Top of Data for analysis

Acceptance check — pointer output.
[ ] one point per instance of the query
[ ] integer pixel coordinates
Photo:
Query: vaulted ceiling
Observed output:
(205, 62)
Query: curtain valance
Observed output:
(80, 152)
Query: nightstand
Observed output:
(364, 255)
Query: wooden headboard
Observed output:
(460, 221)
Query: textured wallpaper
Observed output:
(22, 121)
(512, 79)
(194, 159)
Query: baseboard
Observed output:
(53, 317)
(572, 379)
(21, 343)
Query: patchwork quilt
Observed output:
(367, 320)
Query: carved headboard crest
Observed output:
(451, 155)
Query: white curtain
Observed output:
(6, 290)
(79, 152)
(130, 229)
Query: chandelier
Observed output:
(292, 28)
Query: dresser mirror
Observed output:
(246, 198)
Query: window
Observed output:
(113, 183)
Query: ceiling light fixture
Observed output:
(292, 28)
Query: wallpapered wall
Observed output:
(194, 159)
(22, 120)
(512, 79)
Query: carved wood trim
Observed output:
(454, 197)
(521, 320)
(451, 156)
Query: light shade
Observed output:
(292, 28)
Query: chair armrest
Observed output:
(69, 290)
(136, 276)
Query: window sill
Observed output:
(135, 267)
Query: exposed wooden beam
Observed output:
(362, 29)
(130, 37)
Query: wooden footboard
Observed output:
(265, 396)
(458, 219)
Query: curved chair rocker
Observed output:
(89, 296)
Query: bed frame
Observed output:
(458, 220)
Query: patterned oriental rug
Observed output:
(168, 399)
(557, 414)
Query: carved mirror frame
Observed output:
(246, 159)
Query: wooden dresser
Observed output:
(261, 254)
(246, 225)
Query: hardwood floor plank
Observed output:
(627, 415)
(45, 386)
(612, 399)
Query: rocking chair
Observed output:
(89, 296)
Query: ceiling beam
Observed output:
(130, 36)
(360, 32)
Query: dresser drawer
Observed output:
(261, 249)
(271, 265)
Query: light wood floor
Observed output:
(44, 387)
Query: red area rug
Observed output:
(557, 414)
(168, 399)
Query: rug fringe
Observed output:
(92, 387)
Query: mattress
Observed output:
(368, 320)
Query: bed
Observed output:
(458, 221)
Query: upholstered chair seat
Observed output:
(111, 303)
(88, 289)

Bottom of Data for analysis

#### Exercise details:
The answer must be every line of the records above that holds the word "floor".

#### Response box:
Query: hardwood floor plank
Query: light wood floor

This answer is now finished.